Region outline entries |
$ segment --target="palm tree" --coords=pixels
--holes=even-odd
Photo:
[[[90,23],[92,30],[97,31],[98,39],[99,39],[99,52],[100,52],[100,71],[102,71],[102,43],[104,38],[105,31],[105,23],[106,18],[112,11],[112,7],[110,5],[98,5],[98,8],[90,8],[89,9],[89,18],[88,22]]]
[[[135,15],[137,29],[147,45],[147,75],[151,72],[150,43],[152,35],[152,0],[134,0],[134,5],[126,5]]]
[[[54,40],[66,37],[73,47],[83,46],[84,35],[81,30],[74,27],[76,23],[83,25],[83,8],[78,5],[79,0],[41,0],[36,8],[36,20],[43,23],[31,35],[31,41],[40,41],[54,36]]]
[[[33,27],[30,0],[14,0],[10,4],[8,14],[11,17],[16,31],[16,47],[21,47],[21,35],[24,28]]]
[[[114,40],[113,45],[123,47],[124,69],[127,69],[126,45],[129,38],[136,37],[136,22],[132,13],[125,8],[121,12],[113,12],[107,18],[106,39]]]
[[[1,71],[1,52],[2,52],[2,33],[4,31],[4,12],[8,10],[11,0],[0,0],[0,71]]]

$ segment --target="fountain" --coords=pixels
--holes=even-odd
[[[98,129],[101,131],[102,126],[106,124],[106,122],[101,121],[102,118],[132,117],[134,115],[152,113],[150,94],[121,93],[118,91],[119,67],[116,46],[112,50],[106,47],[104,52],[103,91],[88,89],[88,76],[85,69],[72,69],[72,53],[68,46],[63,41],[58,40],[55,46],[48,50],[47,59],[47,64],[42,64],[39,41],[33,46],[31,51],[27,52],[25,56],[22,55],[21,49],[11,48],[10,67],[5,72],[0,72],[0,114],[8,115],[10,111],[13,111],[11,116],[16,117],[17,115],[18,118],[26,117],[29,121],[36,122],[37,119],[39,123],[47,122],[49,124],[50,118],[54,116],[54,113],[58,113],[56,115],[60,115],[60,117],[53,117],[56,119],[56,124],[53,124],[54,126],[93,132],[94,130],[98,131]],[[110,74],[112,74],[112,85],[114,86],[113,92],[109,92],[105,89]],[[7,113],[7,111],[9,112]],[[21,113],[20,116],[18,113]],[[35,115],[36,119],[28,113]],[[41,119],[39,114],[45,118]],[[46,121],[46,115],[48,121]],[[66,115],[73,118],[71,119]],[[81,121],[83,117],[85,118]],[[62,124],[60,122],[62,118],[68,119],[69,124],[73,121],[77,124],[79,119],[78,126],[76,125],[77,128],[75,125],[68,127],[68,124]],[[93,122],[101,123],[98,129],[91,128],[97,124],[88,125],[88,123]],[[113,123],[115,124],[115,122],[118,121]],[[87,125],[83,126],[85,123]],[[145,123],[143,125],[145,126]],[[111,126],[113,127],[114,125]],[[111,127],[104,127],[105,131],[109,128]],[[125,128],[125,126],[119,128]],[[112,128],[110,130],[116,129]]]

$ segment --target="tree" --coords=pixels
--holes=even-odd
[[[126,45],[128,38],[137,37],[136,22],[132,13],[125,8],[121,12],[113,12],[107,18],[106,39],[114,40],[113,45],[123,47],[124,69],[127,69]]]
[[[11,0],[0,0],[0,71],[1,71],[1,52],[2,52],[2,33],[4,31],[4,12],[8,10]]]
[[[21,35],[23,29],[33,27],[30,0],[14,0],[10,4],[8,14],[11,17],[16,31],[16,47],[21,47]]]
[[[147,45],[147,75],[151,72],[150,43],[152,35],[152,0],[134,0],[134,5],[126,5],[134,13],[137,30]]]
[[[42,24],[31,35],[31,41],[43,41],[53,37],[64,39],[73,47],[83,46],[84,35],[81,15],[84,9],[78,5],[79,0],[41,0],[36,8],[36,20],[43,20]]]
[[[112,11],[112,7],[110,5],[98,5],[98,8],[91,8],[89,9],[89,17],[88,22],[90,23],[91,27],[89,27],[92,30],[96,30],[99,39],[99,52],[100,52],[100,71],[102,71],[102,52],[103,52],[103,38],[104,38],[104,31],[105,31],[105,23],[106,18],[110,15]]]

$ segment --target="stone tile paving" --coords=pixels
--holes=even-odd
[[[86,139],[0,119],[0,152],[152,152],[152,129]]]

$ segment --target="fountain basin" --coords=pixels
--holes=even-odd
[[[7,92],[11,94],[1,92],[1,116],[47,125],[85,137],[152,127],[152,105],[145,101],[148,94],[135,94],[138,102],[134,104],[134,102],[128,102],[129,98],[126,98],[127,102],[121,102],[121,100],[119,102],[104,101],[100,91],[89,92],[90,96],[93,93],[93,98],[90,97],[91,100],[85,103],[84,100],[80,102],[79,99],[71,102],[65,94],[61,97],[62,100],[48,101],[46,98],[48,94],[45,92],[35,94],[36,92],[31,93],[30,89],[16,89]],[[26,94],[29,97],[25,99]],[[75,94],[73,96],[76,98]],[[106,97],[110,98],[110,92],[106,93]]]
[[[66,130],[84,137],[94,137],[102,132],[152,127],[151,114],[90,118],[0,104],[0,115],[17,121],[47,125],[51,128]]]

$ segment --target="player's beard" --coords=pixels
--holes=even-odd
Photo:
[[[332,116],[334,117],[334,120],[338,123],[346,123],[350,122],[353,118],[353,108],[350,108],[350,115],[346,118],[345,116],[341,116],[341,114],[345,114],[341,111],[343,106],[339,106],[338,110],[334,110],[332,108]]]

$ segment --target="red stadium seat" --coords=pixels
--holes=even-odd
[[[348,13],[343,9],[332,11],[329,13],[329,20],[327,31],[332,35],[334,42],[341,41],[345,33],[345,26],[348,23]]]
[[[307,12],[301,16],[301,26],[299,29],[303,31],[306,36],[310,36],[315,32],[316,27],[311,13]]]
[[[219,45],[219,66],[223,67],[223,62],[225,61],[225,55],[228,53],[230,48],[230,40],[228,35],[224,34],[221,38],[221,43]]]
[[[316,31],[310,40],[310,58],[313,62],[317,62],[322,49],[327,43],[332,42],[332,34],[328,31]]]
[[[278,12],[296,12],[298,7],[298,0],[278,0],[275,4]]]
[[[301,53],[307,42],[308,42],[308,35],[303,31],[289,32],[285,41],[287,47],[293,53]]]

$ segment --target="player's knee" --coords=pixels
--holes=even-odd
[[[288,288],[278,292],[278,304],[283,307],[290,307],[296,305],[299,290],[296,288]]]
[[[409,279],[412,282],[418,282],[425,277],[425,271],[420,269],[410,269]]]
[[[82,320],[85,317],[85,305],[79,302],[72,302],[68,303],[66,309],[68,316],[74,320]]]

Aim |
Restate the whole listing exactly.

Finished answer |
$ segment --target="palm tree" --coords=pixels
--holes=even-odd
Photo:
[[[90,23],[92,30],[97,31],[98,39],[99,39],[99,52],[100,52],[100,71],[102,71],[102,43],[104,38],[105,31],[105,23],[106,18],[112,11],[112,7],[110,5],[98,5],[98,8],[90,8],[89,9],[89,18],[88,22]]]
[[[135,15],[137,29],[147,45],[147,75],[151,72],[150,43],[152,35],[152,0],[134,0],[134,5],[126,5]]]
[[[54,40],[66,37],[73,47],[83,46],[84,35],[81,30],[74,27],[76,23],[83,25],[83,8],[78,5],[79,0],[41,0],[36,8],[36,20],[43,23],[31,35],[31,41],[40,41],[54,36]]]
[[[33,27],[30,0],[14,0],[10,4],[8,14],[11,17],[16,31],[16,47],[21,47],[21,35],[24,28]]]
[[[114,40],[113,45],[123,47],[124,69],[127,69],[126,45],[129,38],[136,37],[136,22],[132,13],[125,8],[121,12],[113,12],[107,18],[106,39]]]
[[[1,71],[1,52],[2,52],[2,33],[4,31],[4,12],[8,10],[11,0],[0,0],[0,71]]]

$ segment --target="fountain" --coords=pixels
--holes=even-odd
[[[98,129],[101,131],[102,126],[106,124],[106,122],[101,121],[102,118],[132,117],[134,115],[152,113],[150,94],[121,93],[118,91],[119,67],[116,46],[112,50],[106,47],[104,52],[103,91],[88,89],[88,76],[85,69],[72,69],[72,53],[68,46],[63,41],[58,40],[55,46],[48,50],[47,59],[47,64],[42,64],[39,41],[33,46],[31,51],[27,52],[25,56],[22,55],[21,49],[11,48],[10,67],[5,72],[0,72],[0,114],[8,115],[10,111],[13,111],[11,116],[16,117],[17,115],[18,118],[26,117],[29,121],[36,122],[37,119],[39,123],[47,122],[49,124],[50,118],[54,116],[54,113],[58,113],[56,115],[60,115],[60,117],[53,117],[56,119],[56,124],[53,124],[54,126],[93,132],[94,130],[98,131]],[[110,74],[112,74],[112,85],[114,86],[113,92],[109,92],[105,89]],[[7,113],[7,111],[9,112]],[[21,113],[20,116],[18,113]],[[35,115],[36,119],[28,113]],[[41,119],[39,114],[45,118]],[[46,121],[46,115],[48,121]],[[66,115],[73,118],[71,119]],[[81,121],[83,117],[85,118]],[[62,124],[60,122],[62,118],[68,119],[69,124],[73,121],[77,124],[79,119],[78,126],[76,125],[77,128],[75,125],[68,127],[68,124]],[[93,122],[101,123],[98,129],[91,128],[97,124],[88,125],[88,123]],[[113,123],[115,124],[115,122],[118,121]],[[87,125],[83,126],[85,123]],[[145,123],[143,125],[145,126]],[[111,126],[113,127],[114,125]],[[111,127],[104,127],[105,131],[109,128]],[[125,128],[125,126],[119,128]],[[112,128],[110,130],[116,129]]]

$ segment --target="tree" --coords=pixels
--holes=even-odd
[[[126,45],[128,38],[137,37],[136,22],[132,13],[125,8],[121,12],[113,12],[107,18],[106,39],[114,40],[113,45],[123,47],[124,69],[127,69]]]
[[[11,0],[0,0],[0,71],[1,71],[1,52],[2,52],[2,33],[4,31],[4,12],[8,10]]]
[[[21,35],[23,29],[33,27],[30,0],[14,0],[10,4],[8,14],[11,17],[16,31],[16,47],[21,47]]]
[[[147,45],[147,75],[151,72],[150,43],[152,35],[152,0],[134,0],[134,5],[126,5],[134,13],[137,30]]]
[[[42,24],[31,35],[31,41],[43,41],[53,37],[64,39],[73,47],[83,46],[84,35],[81,15],[84,9],[78,5],[79,0],[41,0],[36,8],[36,20],[43,20]]]
[[[112,11],[112,7],[110,5],[98,5],[98,8],[91,8],[89,9],[89,17],[88,22],[90,23],[91,27],[89,27],[92,30],[96,30],[99,39],[99,52],[100,52],[100,71],[102,71],[102,52],[103,52],[103,38],[104,38],[104,31],[105,31],[105,23],[106,18],[110,15]]]

$ segment --target="stone tile paving" --coords=pixels
--holes=even-odd
[[[86,139],[0,119],[0,152],[152,152],[152,129]]]

$ segment --target="fountain basin" --coords=pixels
--holes=even-odd
[[[7,92],[11,94],[1,92],[1,116],[47,125],[85,137],[152,127],[152,105],[145,101],[148,94],[135,94],[138,102],[134,104],[134,102],[128,102],[129,98],[126,98],[127,102],[121,102],[121,100],[119,102],[104,101],[100,91],[89,92],[90,96],[93,93],[93,98],[90,97],[91,100],[85,103],[84,100],[80,102],[79,99],[71,102],[65,94],[61,97],[62,100],[48,101],[46,98],[48,94],[45,92],[35,94],[36,92],[31,93],[30,89],[16,89]],[[26,94],[29,97],[25,99]],[[75,94],[73,96],[76,98]],[[106,97],[110,98],[110,92],[106,93]]]
[[[66,130],[84,137],[94,137],[102,132],[152,127],[151,114],[90,118],[0,104],[0,115],[17,121],[47,125],[51,128]]]

$ segment --target="player's beard" --coords=pixels
--holes=even-odd
Photo:
[[[332,116],[334,117],[334,120],[338,123],[346,123],[350,122],[353,118],[353,108],[350,108],[350,115],[346,118],[345,116],[341,116],[341,114],[345,114],[341,111],[343,106],[339,106],[338,110],[334,110],[332,108]]]

$ segment --target="red stadium seat" --coords=pixels
--holes=even-odd
[[[348,13],[343,9],[332,11],[329,13],[329,20],[327,31],[332,35],[334,42],[341,41],[345,33],[345,26],[348,23]]]
[[[307,12],[301,16],[301,26],[299,29],[303,31],[306,36],[310,36],[315,32],[316,27],[311,13]]]
[[[219,45],[219,66],[223,67],[223,62],[225,61],[225,55],[228,53],[230,48],[230,40],[228,35],[224,34],[221,38],[221,43]]]
[[[316,31],[310,40],[310,58],[313,62],[317,62],[322,49],[327,43],[332,42],[332,34],[328,31]]]
[[[278,12],[296,12],[298,7],[298,0],[278,0],[275,4]]]
[[[301,53],[307,42],[308,42],[308,35],[303,31],[289,32],[285,41],[287,47],[293,53]]]

$ segment --target="player's knee" --coords=pixels
--holes=even-odd
[[[288,288],[278,292],[278,304],[283,307],[290,307],[296,305],[299,290],[296,288]]]
[[[409,279],[412,282],[418,282],[425,277],[425,271],[420,269],[410,269]]]
[[[82,320],[85,317],[85,305],[79,302],[72,302],[68,303],[66,309],[68,316],[74,320]]]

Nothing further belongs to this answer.